__Brano da leggere__.
/---
Le scarcerazioni, finite nell’occhio del ciclone, non hanno a che fare con il decreto che estende la detenzione domiciliare a chi sconta una pena inferiore ai 18 mesi. Anzi, il guardasigilli Alfonso Bonafede ha annunciato l’attività ispettiva. “La fonte normativa di queste scarcerazioni, come degli oltre trecento detenuti di alta sicurezza trasferiti a casa, è costituita dalla circolare del Dap che a marzo ha posto una questione sanitaria. Si è scoperto così che le galere ospitano anche detenuti malati le cui condizioni sono incompatibili con il regime carcerario e con il rischio di contagio”.
\---
Elenco di origine
/---
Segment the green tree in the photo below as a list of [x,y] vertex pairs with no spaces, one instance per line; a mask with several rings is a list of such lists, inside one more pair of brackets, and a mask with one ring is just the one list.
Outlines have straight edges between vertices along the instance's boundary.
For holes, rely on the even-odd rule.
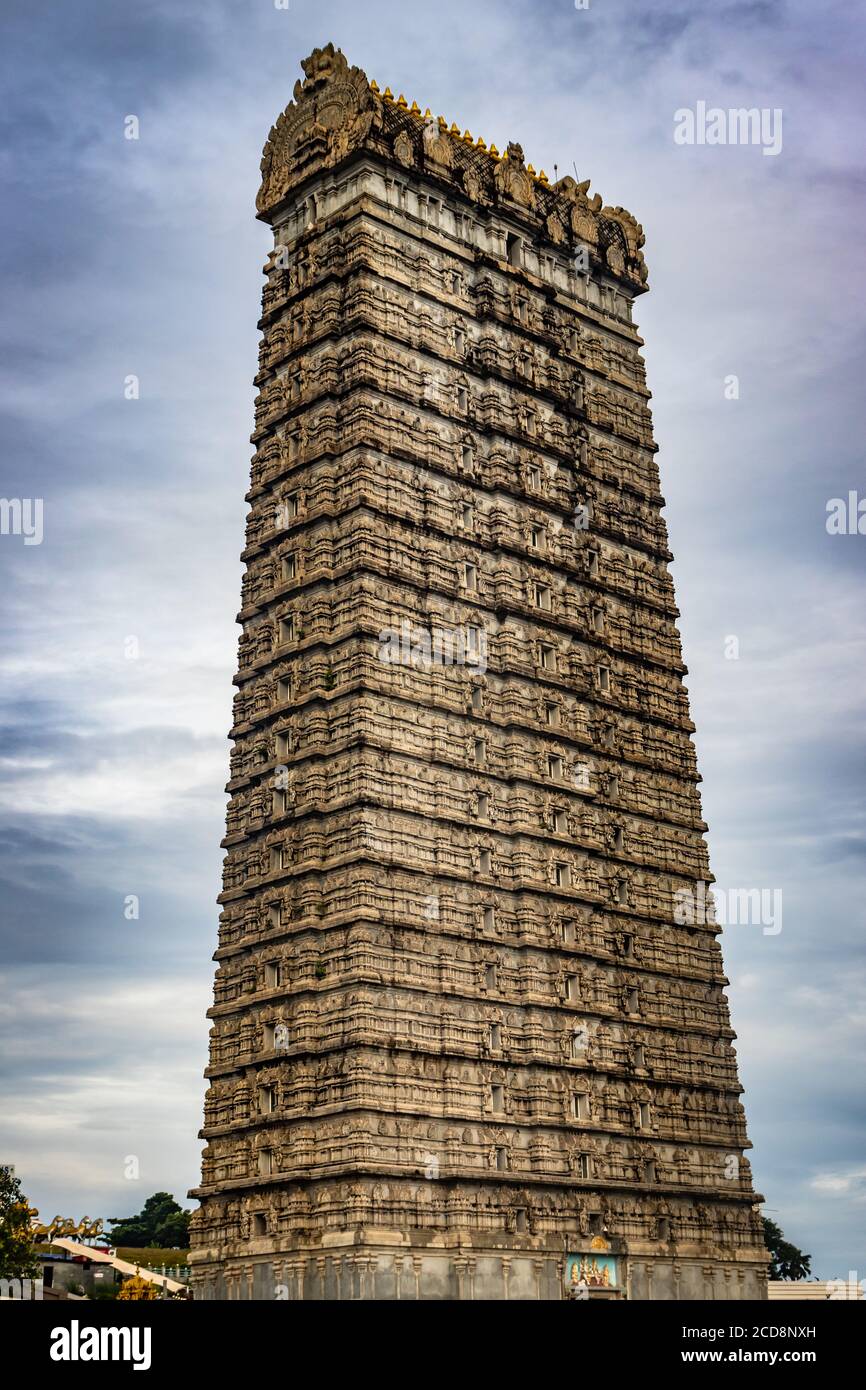
[[33,1279],[38,1273],[29,1202],[13,1165],[0,1163],[0,1277]]
[[158,1245],[161,1250],[185,1250],[189,1244],[189,1212],[171,1193],[154,1193],[138,1216],[110,1216],[113,1245]]
[[785,1240],[784,1232],[770,1220],[763,1218],[763,1241],[770,1252],[770,1279],[808,1279],[812,1270],[812,1255],[803,1255],[802,1250]]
\---
__Compiti ed esercizi__.
[a] Elenca tutti i riferimenti numerici e temporali presenti nel brano sulle scarcerazioni.
[b] Prosegui il brano sulle scarcerazioni, riprendendo subito dopo la sua ultima frase.

__Risposte ai compiti__.
[a]
- 18 mesi
- oltre trecento
- marzo

[b]
Il diritto alla salute non può essere sospeso. “E’ un diritto costituzionale che va garantito, esattamente come la certezza della pena. Questi due baluardi democratici devono marciare insieme.  Ciò che accade e indigna è una grave sconfitta per lo stato: se un boss viene scarcerato vuol dire che in questi anni non si sono realizzati gli interventi necessari per un carcere capace di fornire un’assistenza adeguata”. Il carcere è fuori dall’agenda politica. “Le rivolte dell’8 e 9 marzo hanno evidenziato la cattiva gestione amministrativa. Bisognava prevedere, sanificare, informare, invece nulla è stato fatto. Ogni anno le risorse destinate agli istituti penitenziari subiscono tagli, un tempo esistevano strutture sanitarie di prima accoglienza, adesso manca il personale per i reparti di infermeria”.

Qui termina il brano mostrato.